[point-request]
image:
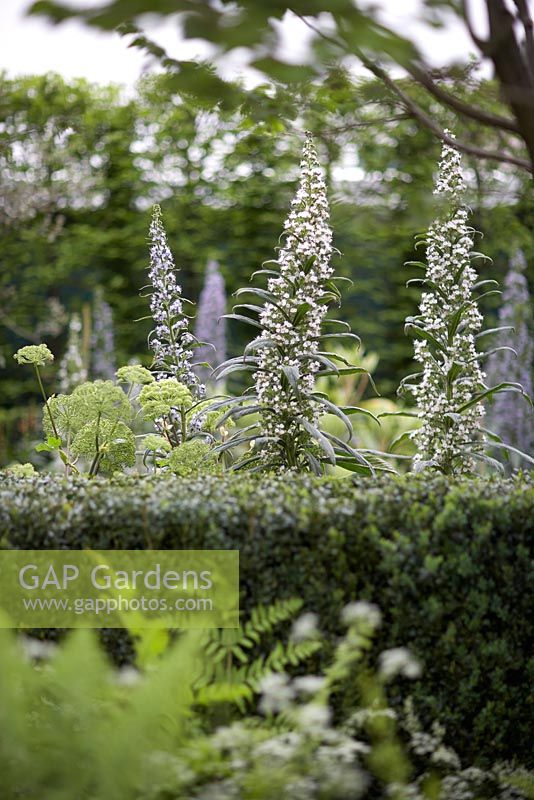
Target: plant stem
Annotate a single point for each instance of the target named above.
(46, 401)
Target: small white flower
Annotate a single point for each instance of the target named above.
(305, 627)
(314, 718)
(128, 676)
(277, 693)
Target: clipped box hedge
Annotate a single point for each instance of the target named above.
(450, 565)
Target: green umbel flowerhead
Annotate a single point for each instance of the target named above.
(153, 442)
(192, 458)
(157, 399)
(116, 443)
(134, 373)
(20, 471)
(37, 354)
(101, 399)
(67, 413)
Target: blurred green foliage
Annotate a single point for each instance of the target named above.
(81, 166)
(448, 562)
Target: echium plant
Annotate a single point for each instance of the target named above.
(171, 340)
(288, 355)
(450, 389)
(102, 339)
(510, 416)
(72, 371)
(210, 323)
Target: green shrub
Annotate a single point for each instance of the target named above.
(77, 728)
(450, 564)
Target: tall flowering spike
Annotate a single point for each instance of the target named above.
(72, 371)
(102, 339)
(287, 356)
(171, 340)
(510, 416)
(210, 327)
(293, 322)
(445, 334)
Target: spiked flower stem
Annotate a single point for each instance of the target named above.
(210, 327)
(172, 342)
(72, 372)
(509, 415)
(450, 390)
(102, 339)
(300, 290)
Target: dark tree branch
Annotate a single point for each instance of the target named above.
(415, 110)
(528, 27)
(467, 110)
(511, 69)
(419, 114)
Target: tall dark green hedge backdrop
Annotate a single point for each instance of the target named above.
(451, 565)
(82, 164)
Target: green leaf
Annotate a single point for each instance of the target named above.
(283, 72)
(505, 386)
(320, 438)
(335, 410)
(504, 446)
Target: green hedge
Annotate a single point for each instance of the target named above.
(450, 565)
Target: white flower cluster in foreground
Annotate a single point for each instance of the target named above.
(294, 323)
(449, 249)
(171, 339)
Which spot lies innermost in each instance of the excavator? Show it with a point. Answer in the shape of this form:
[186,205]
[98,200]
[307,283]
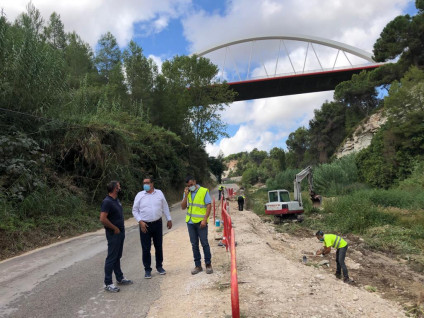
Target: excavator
[280,205]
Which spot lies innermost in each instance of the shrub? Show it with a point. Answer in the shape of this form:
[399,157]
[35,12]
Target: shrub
[355,214]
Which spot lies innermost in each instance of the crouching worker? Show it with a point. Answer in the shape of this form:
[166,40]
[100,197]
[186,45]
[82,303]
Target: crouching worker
[332,240]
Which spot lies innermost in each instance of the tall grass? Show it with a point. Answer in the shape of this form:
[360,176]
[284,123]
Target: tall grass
[355,214]
[337,178]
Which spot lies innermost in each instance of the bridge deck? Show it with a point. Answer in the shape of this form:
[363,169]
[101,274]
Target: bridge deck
[295,84]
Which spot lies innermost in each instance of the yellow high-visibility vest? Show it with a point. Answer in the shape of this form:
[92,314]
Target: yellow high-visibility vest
[334,241]
[196,209]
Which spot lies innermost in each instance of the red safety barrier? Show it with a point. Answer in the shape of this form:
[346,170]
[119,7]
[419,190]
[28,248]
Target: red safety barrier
[213,199]
[229,240]
[234,282]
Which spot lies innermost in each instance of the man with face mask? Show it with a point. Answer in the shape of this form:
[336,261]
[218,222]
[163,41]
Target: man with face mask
[149,205]
[332,240]
[197,201]
[112,218]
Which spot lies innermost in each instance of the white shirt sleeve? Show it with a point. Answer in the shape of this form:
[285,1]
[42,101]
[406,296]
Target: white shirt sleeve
[136,205]
[165,208]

......

> **Task brief**: Only the lines above from the one with "Target: tall flowering spike" up to and including the one with "Target: green leaf" should be repeated, exactly as written.

> **Problem solution**:
Target: tall flowering spike
Annotate a single point for each instance of the target named above.
(72, 371)
(102, 339)
(287, 356)
(171, 340)
(510, 416)
(210, 327)
(293, 322)
(445, 334)
Target: spiked flower stem
Annotate a single point for each instance of the target named above.
(210, 327)
(172, 342)
(72, 372)
(509, 415)
(450, 390)
(102, 339)
(300, 290)
Target: dark tree branch
Annotate a single point for each instance of the target named above.
(415, 110)
(528, 27)
(467, 110)
(511, 69)
(419, 114)
Target: tall dark green hedge backdrop
Annotate a single point for each instance of the target named above.
(451, 565)
(82, 164)
Target: green leaf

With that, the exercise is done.